+++ DATASET RECORDS

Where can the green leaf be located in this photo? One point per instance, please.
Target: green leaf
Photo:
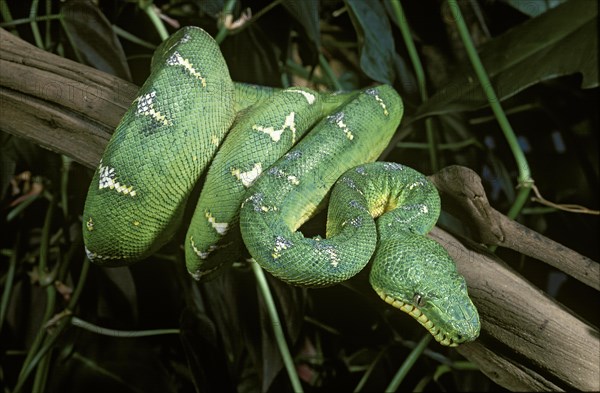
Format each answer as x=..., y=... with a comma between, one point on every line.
x=534, y=8
x=560, y=42
x=93, y=38
x=375, y=39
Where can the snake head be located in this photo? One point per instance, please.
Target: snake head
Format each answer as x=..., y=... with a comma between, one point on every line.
x=416, y=275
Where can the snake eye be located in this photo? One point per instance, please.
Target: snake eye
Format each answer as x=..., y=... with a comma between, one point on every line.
x=419, y=300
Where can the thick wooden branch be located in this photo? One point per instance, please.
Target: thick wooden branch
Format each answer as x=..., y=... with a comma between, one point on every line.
x=528, y=340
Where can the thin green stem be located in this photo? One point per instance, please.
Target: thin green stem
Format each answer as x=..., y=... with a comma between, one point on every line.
x=10, y=277
x=23, y=21
x=224, y=30
x=33, y=358
x=443, y=146
x=525, y=182
x=120, y=333
x=35, y=30
x=152, y=11
x=420, y=76
x=263, y=286
x=408, y=363
x=370, y=370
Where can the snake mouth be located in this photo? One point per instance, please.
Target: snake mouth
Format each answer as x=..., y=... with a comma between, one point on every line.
x=440, y=336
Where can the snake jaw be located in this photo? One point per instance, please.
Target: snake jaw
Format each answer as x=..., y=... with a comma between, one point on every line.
x=437, y=333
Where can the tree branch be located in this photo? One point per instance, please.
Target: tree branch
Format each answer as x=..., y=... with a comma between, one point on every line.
x=528, y=341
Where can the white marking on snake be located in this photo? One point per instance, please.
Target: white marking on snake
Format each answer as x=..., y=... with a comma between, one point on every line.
x=276, y=134
x=335, y=259
x=176, y=59
x=310, y=98
x=220, y=227
x=146, y=108
x=415, y=184
x=248, y=177
x=373, y=92
x=338, y=119
x=107, y=178
x=200, y=253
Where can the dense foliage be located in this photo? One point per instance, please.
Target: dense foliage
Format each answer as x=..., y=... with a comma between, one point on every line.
x=540, y=58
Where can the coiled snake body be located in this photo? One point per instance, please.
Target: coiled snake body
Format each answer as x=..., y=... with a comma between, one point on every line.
x=269, y=178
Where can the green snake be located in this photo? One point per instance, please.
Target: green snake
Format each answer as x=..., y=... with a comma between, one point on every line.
x=285, y=150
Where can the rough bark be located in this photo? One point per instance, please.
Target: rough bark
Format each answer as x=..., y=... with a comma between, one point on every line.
x=528, y=341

++++++

**PROMPT**
For each entry, copy the text exactly and leave out any image it carries.

**EXERCISE RESPONSE**
Where can the green leaf be located in this photo? One point per instance, please.
Target: green leaf
Photo:
Format each answer as x=..., y=... with a comma between, one point on every line.
x=534, y=8
x=560, y=42
x=93, y=38
x=375, y=39
Where can the snake head be located in this photo? One point per instance, please.
Target: snake head
Format each answer as x=..., y=... with a comma between, one point on every line.
x=416, y=275
Where can the snake eye be located in this photo? One point per instance, please.
Target: snake eye
Format each answer as x=..., y=... with a comma between, one point on every line.
x=419, y=300
Where can the thick wooden branch be located in this photo? One point per instance, please.
Target: thick wooden branch
Format each answer as x=..., y=... with a comma between, one point on every line.
x=528, y=340
Where can the thin green stem be located in this photo? One point per instance, please.
Target: thin green stem
Format each answer as x=..., y=... with a comma between, one point on every line.
x=10, y=277
x=23, y=21
x=224, y=30
x=33, y=358
x=443, y=146
x=525, y=182
x=120, y=333
x=35, y=30
x=152, y=11
x=420, y=76
x=263, y=286
x=408, y=363
x=370, y=370
Where can the snake mouth be located in this photo? One point per instance, please.
Target: snake mouth
Format each answer as x=..., y=... with a comma between, one point on every line.
x=440, y=336
Where can the snake jaw be located in this photo? One point per instance, please.
Target: snake jaw
Format each answer as x=..., y=... with a comma between, one point on every line.
x=437, y=333
Where can the tree branch be located in this photo? One point per instance, please.
Target: tree branch
Format each answer as x=..., y=... with a comma between, one point on every line.
x=528, y=341
Where can the white marking on snake be located in this photo? One point per instance, please.
Target: white marking on snake
Format each answer as x=..., y=... with a comma between, one point on every line.
x=276, y=134
x=335, y=259
x=176, y=59
x=310, y=98
x=220, y=227
x=146, y=108
x=415, y=184
x=248, y=177
x=373, y=92
x=338, y=119
x=107, y=178
x=200, y=253
Where can the dense foliage be located in this photo? One point per instance, please.
Target: dense foliage
Format each answer as x=..., y=... with a comma between, one point on every line.
x=540, y=58
Where can the coiled snake body be located in this photo? One point per instance, please.
Target: coiled snake body
Format each answer as x=..., y=... with a comma between, one point on every line.
x=269, y=178
Where can the green snake be located in this photo? One point per instance, please.
Target: green snake
Format each answer as x=..., y=... with a comma between, one point on every line.
x=285, y=150
Where can the rough bark be located in this photo? One point per instance, please.
Target: rough bark
Format each answer as x=..., y=... with a comma between, one point on every line.
x=528, y=341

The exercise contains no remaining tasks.